[EXCERPT]

Diego was used to hard work, having worked in a rock mine in Virginia before coming to North Carolina. He now works in landscaping—installing underground pipes for irrigation systems, working with electrical systems for lighting, pruning trees, and maintaining yards—“everything that is landscaping … All of that … it’s what we do.” Despite the hard work and the lack of income stability because much of the work is weather-dependent, he enjoyed his job. His job responsibilities, however, are separate from the challenge of making sure he is paid fairly.
Favorite part of my job? No, well, I like it very much. I do like the work. It’s interesting. I am pleased with the work. Only that there are some things that [I] no longer agree with, you know? To me, that work is good. I like it. But there are some things that... but those are things that have nothing to do with the work.
Diego, who is a Hispanic immigrant, works with both with other immigrant workers and with workers who are citizens. The work, however, is unevenly divided and unevenly paid. The harder work is assigned to the Hispanic workers, and across the board the immigrant workers are paid less. “They pay the Americans well. … But the heavy work and all that, only we do it.”

[/EXCERPT]
[LISTED RECORDS]

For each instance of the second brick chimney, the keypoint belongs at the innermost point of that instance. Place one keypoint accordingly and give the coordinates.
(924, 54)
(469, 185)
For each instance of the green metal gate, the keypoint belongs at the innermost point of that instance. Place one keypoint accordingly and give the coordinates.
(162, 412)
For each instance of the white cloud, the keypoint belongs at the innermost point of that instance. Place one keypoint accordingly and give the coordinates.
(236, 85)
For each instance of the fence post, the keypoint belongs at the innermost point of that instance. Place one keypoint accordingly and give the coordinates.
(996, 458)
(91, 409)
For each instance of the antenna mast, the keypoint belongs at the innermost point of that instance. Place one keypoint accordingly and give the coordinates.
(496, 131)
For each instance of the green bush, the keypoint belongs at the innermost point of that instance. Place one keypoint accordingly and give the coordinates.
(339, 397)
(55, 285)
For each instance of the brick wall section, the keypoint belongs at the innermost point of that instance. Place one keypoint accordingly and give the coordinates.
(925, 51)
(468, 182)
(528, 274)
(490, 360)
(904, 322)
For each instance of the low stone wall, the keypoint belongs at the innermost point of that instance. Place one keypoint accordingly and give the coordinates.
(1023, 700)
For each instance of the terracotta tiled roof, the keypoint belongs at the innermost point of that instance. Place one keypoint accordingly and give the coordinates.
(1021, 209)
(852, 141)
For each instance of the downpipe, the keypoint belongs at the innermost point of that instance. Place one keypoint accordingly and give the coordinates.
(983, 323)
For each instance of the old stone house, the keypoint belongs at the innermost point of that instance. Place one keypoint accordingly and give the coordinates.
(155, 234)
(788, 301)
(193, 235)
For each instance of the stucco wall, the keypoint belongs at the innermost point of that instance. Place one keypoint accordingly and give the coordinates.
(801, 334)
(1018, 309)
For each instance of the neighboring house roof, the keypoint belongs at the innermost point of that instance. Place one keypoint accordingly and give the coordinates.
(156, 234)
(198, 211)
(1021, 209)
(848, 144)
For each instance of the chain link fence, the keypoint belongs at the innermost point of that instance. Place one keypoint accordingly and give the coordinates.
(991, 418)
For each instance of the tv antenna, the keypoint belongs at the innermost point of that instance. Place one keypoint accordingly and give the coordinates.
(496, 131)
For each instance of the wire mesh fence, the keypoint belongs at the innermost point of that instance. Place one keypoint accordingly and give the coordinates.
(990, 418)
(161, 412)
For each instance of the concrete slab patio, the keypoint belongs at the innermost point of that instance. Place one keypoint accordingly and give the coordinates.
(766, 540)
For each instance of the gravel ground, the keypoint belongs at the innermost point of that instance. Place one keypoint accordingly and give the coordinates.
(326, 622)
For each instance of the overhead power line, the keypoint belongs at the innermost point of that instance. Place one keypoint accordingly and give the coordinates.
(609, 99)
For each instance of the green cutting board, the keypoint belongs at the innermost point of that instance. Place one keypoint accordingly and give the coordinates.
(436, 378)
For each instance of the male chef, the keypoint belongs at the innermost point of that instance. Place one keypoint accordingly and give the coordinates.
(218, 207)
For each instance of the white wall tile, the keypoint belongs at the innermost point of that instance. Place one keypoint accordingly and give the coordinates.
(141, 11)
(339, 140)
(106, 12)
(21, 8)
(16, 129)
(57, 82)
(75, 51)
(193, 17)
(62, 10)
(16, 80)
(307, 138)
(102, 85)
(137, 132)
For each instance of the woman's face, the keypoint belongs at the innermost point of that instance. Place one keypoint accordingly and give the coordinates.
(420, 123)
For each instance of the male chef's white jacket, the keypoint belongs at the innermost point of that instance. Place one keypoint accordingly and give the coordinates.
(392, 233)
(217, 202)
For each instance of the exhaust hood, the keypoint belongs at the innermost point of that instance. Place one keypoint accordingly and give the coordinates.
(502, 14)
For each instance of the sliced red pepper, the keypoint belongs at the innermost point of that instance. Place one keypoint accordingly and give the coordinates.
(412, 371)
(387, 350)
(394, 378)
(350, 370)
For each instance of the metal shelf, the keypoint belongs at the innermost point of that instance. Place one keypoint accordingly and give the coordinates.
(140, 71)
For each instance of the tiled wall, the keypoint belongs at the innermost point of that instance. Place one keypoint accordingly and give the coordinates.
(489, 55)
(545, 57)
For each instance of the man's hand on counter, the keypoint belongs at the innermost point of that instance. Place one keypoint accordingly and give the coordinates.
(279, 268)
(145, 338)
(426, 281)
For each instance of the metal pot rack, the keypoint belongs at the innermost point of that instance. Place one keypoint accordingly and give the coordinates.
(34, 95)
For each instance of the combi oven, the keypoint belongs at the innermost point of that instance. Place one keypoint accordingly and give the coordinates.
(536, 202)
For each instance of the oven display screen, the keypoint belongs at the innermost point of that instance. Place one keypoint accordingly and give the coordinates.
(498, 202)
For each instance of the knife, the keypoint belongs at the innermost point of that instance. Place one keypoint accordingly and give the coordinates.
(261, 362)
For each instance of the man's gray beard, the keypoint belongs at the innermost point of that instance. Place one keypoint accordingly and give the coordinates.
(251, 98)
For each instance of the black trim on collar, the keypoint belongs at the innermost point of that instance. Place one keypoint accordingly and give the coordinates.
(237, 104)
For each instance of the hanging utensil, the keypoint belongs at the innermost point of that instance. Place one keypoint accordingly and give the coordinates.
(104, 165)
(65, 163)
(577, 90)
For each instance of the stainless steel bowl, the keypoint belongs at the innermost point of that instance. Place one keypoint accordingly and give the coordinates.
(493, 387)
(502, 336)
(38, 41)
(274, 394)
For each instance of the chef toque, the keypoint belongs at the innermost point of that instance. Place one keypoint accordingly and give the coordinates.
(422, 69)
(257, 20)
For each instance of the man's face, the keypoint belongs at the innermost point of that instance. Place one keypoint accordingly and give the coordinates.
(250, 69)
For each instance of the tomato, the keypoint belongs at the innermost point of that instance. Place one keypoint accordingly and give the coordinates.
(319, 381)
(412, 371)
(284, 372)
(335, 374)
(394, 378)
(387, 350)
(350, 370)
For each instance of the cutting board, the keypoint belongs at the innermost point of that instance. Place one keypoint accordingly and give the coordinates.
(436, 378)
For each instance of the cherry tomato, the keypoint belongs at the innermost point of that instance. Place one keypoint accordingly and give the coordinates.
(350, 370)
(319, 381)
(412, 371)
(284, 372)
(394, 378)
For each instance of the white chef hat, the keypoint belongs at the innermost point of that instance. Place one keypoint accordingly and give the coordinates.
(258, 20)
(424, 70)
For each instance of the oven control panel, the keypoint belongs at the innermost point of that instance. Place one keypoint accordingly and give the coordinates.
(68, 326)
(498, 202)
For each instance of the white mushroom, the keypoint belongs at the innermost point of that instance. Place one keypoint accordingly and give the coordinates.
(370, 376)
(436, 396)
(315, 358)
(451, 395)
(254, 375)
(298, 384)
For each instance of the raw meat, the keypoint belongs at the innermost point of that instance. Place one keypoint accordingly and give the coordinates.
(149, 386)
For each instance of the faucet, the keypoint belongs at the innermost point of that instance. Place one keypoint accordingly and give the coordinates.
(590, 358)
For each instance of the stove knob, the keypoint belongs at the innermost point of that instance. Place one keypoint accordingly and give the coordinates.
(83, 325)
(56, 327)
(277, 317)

[/LISTED RECORDS]

» **REQUIRED ACTION 1**
Name each landscaping task that the text about Diego's work says his job includes.
» **REQUIRED ACTION 2**
Extend the text about Diego's work in landscaping, picking up after its final sentence.
The listing comes from a separate source and has no connection to the text about Diego's work.

» **ANSWER BOX 1**
- Installing underground pipes for irrigation systems
- Working with electrical systems for lighting
- Pruning trees
- Maintaining yards

» **ANSWER BOX 2**
During our interview, Diego spoke about the dismantling of the expectation of getting paid a rightful wage and the difficulty of having any sense of security about spending money, even for basic needs. Diego was upset when he spoke about paychecks that never arrived. “Because we earn so little, we already make—that is, when we count together the hours, we believe we are going to earn a certain amount.”
Diego was committed to sending money home to his family in Mexico, but with the fluctuating pay, he had difficulties paying for his own basic expenses such as rent and food. Diego noted that he did not vary the amount he sent to his family and simply cut down on his own spending.
When it’s time to get my check and I see that it’s not … what I thought I was going to get. And so since it’s always less … I’ll have to make—I’ll have to spend less here.
Diego can’t talk to his supervisor about the working conditions. He tried to ask for a raise once.
He said “Right now, I can’t give you a raise but if you want to leave, leave.” “Anyhow, like 1,000 Mexicans,” he says, “are at the border coming over here. So there, whatever you want.” With answers like that, how is one going to feel comfortable?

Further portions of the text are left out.